SOURCE EXTRACT »
The short answer is that both expressions are almost the same. The longer, is that there are some differences:

  1. First of all there are some methods which are almost always called without parentheses, even with arguments, e.g. puts - its argument is rarely wrapped by parentheses. The same is with methods which provide access to instance variables, like person.name and similar.

  2. If you have many methods chained, then the argument-less methods usually won't have parentheses, while those with arguments, will have. E.g. "aaaabc".squeeze.sub(/ab/,"c").upcase

  3. If there are nested method calls which are not called on objects, the arguments of theme should be wrapped by parentheses to avoid confusion, e.g. puts rand 5 - even if it works, it might be hard to figure out what happens here, so the preferred style is puts rand(5).

  4. The previous rule is not applied to operators (because they are called on objects), so will see calls such as puts "abc" * 5 quite often. Nothing strange here - operators have higher priorities than regular method calls, so it should be quite easy to figure out what happens in such situation (in the example given, the string will be multiplied first and then passed to pust.

Dataset rows showing where objects appear
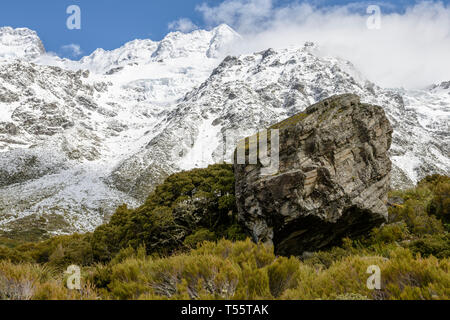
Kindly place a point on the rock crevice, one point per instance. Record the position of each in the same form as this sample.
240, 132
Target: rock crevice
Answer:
332, 180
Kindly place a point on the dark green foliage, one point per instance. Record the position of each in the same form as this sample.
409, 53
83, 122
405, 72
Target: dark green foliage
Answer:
186, 203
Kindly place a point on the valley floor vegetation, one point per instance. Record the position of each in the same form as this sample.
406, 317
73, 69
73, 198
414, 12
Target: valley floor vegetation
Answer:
185, 242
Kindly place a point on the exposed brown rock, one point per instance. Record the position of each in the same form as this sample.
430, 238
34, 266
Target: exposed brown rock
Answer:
332, 182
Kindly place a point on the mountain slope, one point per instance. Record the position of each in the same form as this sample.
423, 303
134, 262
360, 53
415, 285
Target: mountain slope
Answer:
77, 138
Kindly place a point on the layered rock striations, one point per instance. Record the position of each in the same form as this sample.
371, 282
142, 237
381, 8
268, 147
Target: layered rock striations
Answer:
332, 180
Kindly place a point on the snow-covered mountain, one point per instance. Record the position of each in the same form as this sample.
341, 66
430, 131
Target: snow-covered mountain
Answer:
78, 138
21, 43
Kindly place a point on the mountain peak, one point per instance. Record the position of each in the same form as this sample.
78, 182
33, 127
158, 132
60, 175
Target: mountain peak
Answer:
19, 43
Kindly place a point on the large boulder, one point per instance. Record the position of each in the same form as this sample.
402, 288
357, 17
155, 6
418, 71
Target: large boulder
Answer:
331, 182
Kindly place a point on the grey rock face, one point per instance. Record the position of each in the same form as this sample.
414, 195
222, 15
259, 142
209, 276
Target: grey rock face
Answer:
332, 181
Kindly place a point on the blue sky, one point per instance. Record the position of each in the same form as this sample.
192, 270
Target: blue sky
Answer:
110, 23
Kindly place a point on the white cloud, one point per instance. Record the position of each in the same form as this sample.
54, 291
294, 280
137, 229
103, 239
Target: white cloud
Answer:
183, 25
73, 49
411, 49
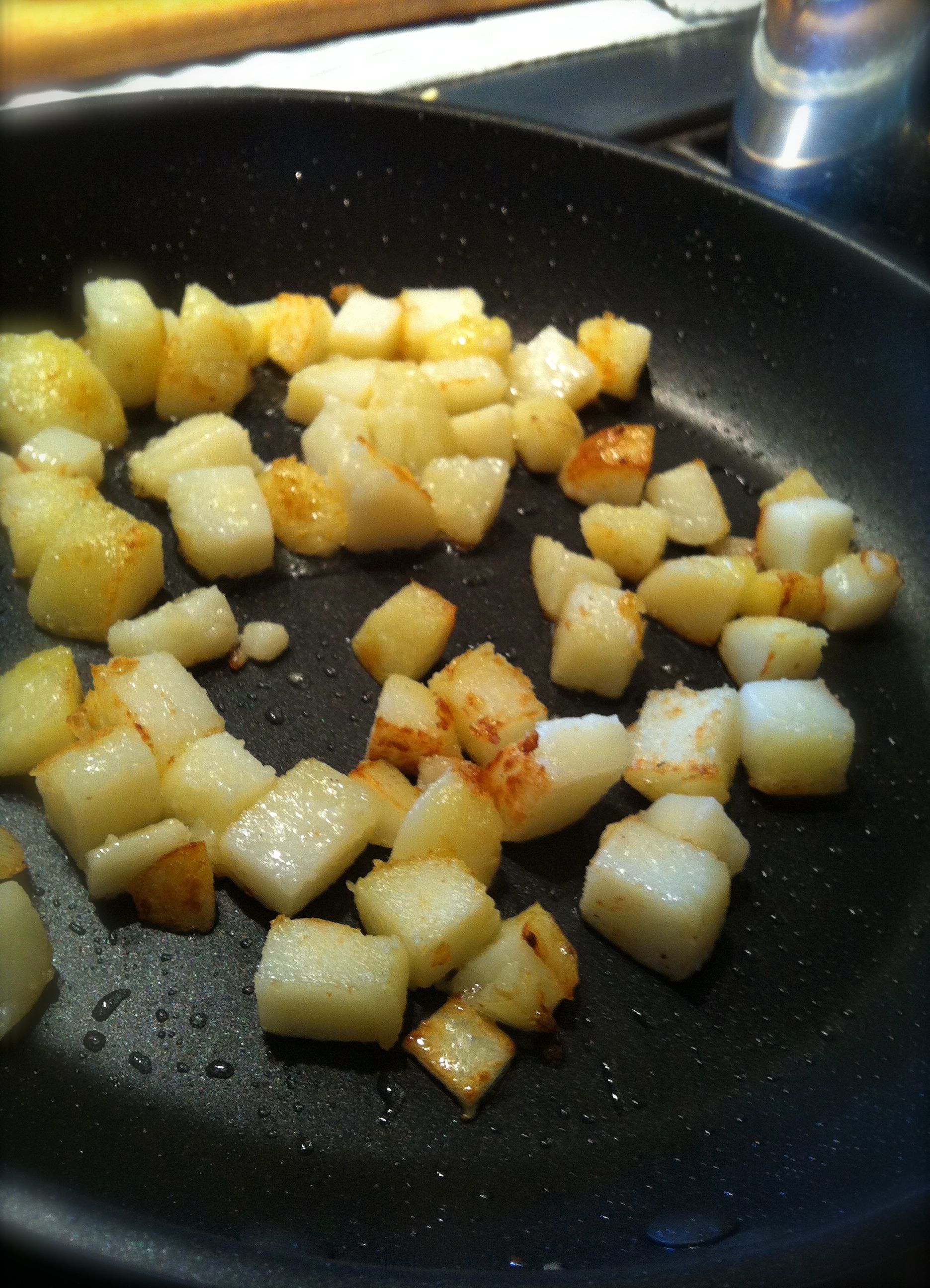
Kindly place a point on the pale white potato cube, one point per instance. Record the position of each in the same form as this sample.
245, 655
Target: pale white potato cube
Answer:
36, 699
547, 432
51, 383
557, 775
429, 310
299, 838
328, 982
410, 724
704, 823
214, 781
685, 741
557, 571
367, 326
406, 634
619, 349
697, 595
598, 641
392, 794
467, 495
660, 899
493, 702
454, 816
859, 589
206, 360
112, 867
195, 628
553, 365
222, 521
689, 497
64, 453
25, 956
196, 443
805, 535
103, 786
439, 912
611, 466
487, 432
125, 338
796, 737
386, 506
770, 648
630, 539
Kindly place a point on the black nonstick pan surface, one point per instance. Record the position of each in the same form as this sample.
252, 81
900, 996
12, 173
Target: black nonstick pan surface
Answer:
772, 1108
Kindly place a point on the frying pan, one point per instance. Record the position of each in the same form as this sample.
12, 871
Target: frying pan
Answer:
772, 1108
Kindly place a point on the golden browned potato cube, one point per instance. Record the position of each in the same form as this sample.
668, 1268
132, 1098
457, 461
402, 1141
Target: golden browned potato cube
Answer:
611, 466
463, 1050
48, 383
619, 349
206, 362
103, 566
410, 724
406, 634
493, 701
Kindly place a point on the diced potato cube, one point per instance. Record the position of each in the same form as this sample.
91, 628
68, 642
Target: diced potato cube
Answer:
367, 326
697, 595
859, 589
328, 982
770, 648
547, 432
177, 893
660, 899
557, 775
105, 786
406, 634
410, 723
391, 793
611, 466
493, 702
428, 311
805, 535
34, 508
125, 338
111, 869
796, 737
347, 379
48, 383
467, 495
36, 699
489, 432
685, 741
463, 1050
299, 838
557, 571
553, 365
102, 566
195, 628
598, 642
704, 823
386, 506
630, 539
206, 360
439, 912
691, 500
214, 780
196, 443
64, 453
25, 956
619, 349
222, 519
454, 816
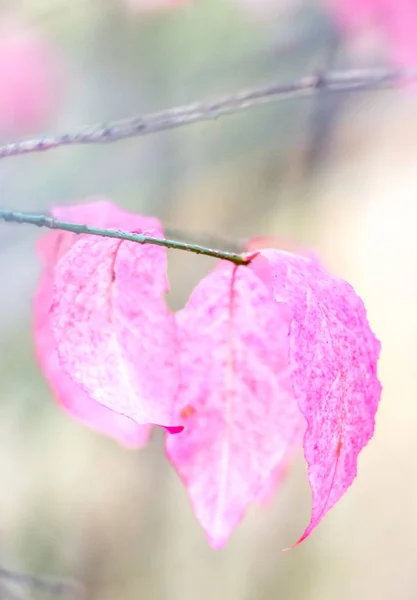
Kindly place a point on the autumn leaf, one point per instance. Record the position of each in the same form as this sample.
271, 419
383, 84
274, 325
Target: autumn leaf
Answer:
235, 399
70, 395
333, 358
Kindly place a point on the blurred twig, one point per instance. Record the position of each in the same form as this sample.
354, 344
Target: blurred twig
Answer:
44, 221
56, 586
340, 82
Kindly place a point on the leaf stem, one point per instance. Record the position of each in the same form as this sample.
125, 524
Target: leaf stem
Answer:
9, 216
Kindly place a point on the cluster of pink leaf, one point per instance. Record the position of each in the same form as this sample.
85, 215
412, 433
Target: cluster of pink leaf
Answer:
394, 20
263, 359
29, 79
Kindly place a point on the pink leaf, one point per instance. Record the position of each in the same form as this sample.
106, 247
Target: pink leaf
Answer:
115, 335
70, 395
30, 79
333, 354
235, 397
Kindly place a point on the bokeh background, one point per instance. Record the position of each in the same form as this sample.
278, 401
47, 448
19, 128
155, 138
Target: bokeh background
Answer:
334, 173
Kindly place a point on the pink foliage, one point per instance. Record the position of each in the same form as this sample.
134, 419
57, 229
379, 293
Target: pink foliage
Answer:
333, 358
30, 81
70, 395
394, 20
235, 396
264, 359
114, 333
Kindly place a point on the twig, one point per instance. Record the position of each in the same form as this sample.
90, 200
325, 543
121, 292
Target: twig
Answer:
52, 585
349, 81
50, 223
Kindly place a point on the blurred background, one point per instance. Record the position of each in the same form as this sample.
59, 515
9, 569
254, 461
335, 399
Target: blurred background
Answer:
333, 173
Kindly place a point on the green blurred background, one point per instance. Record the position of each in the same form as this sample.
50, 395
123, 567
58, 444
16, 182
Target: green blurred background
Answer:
337, 174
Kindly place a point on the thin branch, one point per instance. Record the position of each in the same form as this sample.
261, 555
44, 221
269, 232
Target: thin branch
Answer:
50, 223
349, 81
56, 586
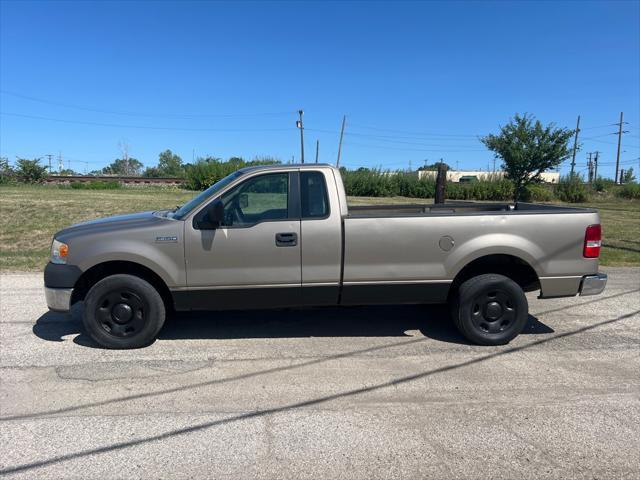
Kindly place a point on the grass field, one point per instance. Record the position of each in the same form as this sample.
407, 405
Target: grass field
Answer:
30, 215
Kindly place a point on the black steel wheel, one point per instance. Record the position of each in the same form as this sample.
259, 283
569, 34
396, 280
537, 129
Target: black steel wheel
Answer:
490, 309
123, 311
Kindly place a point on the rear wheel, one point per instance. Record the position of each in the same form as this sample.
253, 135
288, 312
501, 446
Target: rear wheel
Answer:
123, 311
490, 309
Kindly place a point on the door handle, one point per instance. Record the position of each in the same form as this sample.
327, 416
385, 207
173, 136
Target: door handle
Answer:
288, 239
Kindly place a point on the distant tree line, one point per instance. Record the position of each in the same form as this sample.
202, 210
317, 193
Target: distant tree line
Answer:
525, 146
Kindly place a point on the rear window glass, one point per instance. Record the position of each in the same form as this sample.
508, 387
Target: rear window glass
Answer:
313, 189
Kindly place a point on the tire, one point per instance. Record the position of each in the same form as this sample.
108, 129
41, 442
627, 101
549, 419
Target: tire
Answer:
123, 311
490, 309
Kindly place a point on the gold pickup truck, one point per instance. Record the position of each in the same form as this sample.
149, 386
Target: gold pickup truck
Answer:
284, 236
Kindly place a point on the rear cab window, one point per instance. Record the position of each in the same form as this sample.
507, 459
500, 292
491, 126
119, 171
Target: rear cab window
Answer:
314, 197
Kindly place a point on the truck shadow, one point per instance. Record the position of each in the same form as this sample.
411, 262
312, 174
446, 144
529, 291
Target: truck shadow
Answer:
380, 321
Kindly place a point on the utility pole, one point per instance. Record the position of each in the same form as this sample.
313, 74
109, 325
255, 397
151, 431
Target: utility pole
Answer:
620, 132
301, 127
575, 147
344, 120
441, 183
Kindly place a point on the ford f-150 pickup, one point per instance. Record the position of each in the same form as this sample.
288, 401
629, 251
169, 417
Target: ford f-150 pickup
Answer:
283, 236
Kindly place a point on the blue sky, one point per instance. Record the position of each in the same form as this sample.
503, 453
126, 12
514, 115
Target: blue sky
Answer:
416, 80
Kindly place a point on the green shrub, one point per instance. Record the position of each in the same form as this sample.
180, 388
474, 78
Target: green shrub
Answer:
630, 191
95, 185
538, 192
30, 171
572, 189
602, 184
207, 171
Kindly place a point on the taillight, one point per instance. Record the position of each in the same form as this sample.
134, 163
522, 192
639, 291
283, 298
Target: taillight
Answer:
592, 241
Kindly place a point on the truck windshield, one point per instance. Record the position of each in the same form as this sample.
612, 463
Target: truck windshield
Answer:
184, 210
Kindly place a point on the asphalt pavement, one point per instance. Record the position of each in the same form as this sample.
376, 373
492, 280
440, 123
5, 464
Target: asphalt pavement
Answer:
377, 392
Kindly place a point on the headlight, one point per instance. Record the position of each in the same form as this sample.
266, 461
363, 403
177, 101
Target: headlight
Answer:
59, 252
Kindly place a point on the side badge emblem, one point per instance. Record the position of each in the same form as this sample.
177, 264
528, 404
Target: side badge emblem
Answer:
167, 239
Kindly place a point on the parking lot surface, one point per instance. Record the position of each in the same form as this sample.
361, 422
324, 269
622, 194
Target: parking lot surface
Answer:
377, 392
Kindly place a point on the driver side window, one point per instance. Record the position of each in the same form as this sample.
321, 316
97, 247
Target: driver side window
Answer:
259, 199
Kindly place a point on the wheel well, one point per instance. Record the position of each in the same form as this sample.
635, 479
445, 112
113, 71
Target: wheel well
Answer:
512, 267
103, 270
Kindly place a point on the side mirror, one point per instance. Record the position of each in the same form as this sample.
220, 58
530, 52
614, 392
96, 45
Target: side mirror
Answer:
212, 217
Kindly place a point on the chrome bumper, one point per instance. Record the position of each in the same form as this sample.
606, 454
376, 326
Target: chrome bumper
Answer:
593, 284
58, 299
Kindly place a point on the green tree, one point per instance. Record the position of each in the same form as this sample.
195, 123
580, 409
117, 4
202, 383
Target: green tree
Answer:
170, 164
628, 176
527, 149
122, 166
30, 171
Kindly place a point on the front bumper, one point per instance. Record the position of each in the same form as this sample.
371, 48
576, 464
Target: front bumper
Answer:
58, 299
593, 284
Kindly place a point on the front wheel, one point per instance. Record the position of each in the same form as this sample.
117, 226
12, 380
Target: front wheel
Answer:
490, 309
123, 311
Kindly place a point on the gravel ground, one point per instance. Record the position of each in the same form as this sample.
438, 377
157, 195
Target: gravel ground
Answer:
385, 392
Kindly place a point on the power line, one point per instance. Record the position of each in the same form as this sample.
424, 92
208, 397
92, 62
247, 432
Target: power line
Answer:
386, 138
140, 114
411, 149
147, 127
418, 133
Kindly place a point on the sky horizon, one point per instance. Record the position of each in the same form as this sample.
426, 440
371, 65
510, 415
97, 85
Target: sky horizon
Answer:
418, 81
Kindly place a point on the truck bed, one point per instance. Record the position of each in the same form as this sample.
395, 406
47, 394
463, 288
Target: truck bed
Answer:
454, 208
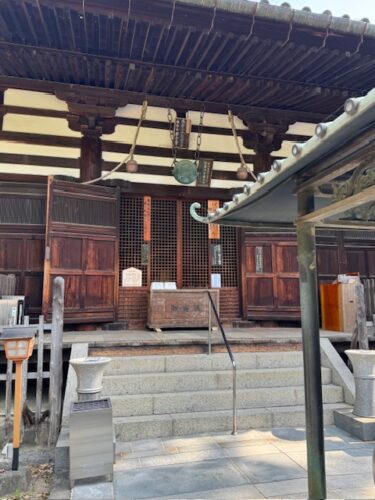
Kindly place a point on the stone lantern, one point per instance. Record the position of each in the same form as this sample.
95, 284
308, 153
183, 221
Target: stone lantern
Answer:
89, 376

PROBLEM REQUIREMENTS » According to the text on method calls with and without parentheses, what is the preferred way to write puts rand 5? This material has no connection to the text.

FULL SOLUTION » puts rand(5)